**JOB:**
Give only the number of lines in the data below that contain the word "mountain". Case counts.

______

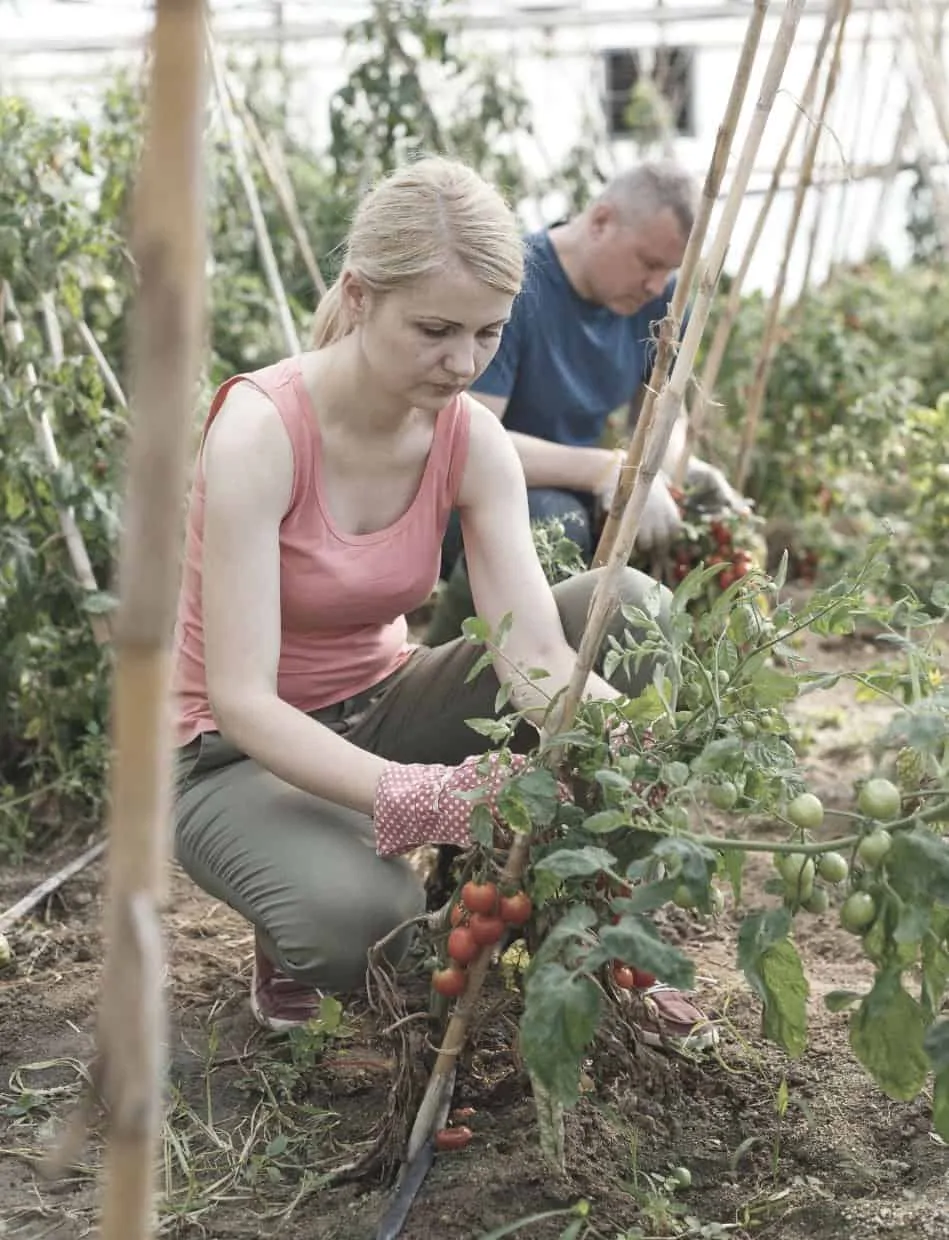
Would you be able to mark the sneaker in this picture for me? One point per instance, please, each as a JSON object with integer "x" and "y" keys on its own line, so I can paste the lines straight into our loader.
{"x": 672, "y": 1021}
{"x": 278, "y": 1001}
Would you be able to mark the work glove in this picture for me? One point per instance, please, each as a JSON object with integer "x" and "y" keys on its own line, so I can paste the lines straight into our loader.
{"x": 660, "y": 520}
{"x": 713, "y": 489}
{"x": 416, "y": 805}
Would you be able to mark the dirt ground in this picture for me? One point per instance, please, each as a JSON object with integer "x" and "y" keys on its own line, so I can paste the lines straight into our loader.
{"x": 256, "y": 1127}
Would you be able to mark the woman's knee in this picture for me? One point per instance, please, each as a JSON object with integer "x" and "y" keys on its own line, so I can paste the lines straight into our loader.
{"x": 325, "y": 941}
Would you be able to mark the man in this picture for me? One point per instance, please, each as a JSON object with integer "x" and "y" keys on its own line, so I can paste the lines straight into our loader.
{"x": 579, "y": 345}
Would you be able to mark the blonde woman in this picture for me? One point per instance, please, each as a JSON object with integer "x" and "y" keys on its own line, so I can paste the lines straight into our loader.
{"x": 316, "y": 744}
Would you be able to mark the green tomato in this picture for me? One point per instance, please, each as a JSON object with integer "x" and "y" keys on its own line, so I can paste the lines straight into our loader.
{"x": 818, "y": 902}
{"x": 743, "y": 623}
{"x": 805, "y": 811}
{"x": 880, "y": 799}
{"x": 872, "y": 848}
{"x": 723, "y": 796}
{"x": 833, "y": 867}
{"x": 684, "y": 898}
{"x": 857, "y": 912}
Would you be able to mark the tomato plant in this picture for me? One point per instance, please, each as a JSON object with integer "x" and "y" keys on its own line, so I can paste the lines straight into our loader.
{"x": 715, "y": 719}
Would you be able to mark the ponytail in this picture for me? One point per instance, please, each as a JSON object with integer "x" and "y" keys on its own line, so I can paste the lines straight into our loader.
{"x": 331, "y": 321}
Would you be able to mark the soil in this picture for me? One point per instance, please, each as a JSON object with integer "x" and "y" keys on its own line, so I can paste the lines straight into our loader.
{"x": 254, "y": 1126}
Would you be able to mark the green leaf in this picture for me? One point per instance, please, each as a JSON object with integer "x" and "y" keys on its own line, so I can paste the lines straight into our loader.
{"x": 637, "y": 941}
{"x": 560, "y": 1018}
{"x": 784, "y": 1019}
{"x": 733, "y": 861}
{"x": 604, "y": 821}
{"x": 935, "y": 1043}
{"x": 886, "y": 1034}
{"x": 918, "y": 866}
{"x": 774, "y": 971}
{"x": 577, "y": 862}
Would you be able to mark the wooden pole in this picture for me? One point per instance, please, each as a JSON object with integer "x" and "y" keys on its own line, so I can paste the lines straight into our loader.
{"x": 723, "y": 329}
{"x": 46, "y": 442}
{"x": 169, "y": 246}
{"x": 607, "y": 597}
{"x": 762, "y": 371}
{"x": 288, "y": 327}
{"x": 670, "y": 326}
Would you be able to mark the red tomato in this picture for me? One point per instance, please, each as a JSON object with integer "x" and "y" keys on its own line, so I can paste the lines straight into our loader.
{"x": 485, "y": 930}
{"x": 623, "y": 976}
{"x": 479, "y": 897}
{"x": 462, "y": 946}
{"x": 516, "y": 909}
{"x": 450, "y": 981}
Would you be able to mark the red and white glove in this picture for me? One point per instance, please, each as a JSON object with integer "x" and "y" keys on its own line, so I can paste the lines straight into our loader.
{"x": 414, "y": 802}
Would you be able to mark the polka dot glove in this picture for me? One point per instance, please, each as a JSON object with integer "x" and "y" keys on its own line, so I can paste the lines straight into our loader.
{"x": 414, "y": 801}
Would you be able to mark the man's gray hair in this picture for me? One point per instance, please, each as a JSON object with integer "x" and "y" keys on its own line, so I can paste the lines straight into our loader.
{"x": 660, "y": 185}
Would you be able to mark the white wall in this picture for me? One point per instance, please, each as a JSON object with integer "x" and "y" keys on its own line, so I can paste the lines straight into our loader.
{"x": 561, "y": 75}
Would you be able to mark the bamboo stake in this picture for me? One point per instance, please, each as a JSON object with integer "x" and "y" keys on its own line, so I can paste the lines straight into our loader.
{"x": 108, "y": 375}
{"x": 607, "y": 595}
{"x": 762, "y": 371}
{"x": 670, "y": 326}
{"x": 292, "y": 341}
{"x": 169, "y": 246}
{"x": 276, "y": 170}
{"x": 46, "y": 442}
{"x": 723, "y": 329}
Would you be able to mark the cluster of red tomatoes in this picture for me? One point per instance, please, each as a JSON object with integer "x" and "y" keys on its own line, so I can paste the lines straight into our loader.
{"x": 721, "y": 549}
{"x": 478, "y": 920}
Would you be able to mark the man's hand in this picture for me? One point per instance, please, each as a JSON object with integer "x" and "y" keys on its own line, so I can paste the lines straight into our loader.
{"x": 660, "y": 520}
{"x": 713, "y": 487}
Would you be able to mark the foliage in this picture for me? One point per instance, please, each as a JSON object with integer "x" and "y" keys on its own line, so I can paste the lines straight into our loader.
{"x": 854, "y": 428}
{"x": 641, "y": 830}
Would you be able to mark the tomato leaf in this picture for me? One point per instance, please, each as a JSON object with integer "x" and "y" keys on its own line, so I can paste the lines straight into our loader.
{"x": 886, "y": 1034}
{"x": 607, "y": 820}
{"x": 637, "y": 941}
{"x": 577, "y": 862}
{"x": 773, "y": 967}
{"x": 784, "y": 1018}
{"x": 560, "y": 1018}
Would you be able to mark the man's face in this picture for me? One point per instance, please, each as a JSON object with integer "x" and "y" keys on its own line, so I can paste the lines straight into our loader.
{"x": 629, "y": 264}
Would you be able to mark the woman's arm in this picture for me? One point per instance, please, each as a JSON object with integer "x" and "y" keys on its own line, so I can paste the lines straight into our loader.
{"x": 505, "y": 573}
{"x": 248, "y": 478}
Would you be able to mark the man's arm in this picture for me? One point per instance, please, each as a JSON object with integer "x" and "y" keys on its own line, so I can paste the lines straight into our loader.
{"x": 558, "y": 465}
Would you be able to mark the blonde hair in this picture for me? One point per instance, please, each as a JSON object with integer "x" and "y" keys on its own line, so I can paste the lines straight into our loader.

______

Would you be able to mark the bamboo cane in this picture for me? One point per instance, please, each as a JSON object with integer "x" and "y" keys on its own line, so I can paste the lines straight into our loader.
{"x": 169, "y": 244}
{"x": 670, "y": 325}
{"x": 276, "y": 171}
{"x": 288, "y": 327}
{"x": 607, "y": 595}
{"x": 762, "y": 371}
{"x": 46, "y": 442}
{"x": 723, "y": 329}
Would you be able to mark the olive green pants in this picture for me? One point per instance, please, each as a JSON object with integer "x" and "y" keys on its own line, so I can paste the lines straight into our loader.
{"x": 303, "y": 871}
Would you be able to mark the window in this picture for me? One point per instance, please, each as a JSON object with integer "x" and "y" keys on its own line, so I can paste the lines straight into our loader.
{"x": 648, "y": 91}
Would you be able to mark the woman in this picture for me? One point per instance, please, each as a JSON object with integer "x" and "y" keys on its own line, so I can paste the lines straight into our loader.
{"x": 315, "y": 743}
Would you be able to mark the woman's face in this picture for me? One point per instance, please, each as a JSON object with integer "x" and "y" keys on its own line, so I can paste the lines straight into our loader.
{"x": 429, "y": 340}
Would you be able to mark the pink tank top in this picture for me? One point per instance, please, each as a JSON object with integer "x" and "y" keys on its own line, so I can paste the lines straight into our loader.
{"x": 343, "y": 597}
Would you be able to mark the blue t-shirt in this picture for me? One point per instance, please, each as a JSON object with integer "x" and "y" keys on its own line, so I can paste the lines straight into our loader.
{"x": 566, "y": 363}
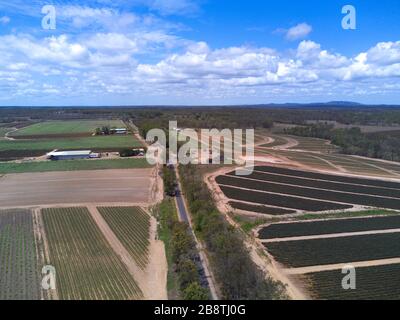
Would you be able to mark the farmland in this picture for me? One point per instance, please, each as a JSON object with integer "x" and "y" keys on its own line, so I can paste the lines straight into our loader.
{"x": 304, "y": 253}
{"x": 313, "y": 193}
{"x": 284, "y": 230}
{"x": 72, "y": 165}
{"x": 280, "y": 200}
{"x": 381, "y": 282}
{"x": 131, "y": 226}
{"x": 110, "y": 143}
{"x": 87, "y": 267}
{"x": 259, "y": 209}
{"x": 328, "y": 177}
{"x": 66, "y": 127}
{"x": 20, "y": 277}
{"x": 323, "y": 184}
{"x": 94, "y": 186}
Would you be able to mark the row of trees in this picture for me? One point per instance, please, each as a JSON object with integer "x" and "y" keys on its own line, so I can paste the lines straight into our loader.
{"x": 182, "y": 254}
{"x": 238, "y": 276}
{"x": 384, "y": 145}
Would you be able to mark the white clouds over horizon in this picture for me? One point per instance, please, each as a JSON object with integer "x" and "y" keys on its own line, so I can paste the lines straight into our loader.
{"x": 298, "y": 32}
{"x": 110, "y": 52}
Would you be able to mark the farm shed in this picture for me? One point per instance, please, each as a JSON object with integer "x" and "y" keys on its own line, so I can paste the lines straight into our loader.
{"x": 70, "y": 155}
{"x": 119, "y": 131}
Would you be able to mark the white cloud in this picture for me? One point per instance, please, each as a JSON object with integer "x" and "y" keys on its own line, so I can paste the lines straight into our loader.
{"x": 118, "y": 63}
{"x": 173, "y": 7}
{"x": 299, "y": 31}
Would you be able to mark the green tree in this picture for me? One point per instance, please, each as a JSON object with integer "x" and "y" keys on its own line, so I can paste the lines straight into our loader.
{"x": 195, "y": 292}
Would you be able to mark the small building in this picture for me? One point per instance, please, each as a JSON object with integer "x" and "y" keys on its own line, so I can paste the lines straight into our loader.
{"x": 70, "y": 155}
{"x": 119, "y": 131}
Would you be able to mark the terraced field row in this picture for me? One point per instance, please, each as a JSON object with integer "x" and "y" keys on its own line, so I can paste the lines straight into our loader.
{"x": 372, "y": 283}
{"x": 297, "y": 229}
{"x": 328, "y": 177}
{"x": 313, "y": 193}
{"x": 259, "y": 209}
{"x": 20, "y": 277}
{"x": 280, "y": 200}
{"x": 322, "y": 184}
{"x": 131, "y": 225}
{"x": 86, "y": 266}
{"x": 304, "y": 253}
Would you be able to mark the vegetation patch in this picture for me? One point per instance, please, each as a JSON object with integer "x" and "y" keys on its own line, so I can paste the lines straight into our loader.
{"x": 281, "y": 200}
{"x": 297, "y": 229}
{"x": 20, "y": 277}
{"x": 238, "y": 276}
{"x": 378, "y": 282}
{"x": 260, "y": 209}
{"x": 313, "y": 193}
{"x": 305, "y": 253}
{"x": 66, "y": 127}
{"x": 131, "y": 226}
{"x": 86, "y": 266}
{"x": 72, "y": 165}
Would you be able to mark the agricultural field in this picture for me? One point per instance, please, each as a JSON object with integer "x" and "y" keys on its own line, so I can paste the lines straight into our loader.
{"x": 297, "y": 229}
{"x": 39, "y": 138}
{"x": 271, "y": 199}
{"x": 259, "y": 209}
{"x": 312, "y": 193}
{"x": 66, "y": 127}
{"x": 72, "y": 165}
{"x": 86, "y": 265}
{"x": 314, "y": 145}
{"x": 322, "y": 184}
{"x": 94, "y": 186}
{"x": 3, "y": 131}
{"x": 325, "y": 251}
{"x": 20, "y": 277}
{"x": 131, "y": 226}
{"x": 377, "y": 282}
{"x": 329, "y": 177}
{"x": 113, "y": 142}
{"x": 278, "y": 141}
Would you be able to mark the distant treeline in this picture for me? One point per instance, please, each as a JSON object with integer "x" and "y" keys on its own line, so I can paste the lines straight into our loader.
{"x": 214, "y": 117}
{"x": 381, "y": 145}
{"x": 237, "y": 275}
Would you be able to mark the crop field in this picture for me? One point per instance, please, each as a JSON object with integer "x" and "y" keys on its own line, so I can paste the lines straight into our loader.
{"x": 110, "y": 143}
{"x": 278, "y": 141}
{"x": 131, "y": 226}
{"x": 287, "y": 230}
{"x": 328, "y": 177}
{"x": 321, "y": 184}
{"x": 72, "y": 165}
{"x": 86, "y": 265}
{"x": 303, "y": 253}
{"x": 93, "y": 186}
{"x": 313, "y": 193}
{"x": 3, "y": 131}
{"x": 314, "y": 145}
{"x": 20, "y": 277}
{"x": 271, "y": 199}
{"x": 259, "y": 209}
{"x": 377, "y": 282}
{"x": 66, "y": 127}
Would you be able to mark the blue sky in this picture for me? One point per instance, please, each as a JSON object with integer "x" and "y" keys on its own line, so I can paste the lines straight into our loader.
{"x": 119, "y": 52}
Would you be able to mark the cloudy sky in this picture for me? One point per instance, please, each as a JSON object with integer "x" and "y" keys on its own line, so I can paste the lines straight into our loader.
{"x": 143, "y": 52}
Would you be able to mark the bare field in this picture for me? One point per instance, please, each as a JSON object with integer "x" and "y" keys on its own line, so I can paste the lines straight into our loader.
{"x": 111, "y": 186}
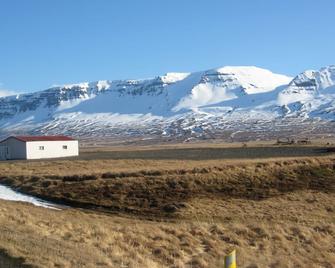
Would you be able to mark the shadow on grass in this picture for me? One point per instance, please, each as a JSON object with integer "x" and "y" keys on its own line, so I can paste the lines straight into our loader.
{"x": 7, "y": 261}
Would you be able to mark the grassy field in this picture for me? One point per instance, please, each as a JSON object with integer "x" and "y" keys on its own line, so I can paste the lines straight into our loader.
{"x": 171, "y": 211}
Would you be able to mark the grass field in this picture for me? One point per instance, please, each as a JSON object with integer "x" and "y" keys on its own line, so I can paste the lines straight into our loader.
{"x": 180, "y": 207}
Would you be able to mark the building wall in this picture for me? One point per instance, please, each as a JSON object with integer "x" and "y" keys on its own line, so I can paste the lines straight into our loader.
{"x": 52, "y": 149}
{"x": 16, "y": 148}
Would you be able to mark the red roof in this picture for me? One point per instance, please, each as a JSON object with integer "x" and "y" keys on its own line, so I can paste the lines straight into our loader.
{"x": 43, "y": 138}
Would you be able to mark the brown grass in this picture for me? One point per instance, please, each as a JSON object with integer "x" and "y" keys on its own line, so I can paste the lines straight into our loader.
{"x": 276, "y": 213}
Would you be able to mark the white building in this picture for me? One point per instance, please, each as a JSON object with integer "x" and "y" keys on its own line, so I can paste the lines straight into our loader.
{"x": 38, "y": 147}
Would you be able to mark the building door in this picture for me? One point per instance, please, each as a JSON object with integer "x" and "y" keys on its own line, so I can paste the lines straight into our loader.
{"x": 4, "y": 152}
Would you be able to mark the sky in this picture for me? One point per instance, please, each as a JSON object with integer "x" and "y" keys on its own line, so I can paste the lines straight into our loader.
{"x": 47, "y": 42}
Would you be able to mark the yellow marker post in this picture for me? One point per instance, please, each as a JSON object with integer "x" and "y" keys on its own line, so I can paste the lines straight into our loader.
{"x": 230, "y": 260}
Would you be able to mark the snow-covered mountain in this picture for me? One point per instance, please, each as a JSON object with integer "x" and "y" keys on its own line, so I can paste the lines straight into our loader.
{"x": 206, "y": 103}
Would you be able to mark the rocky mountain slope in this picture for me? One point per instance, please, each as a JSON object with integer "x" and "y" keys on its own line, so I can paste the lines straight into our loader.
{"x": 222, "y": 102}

______

**COMPLETED TASK:**
2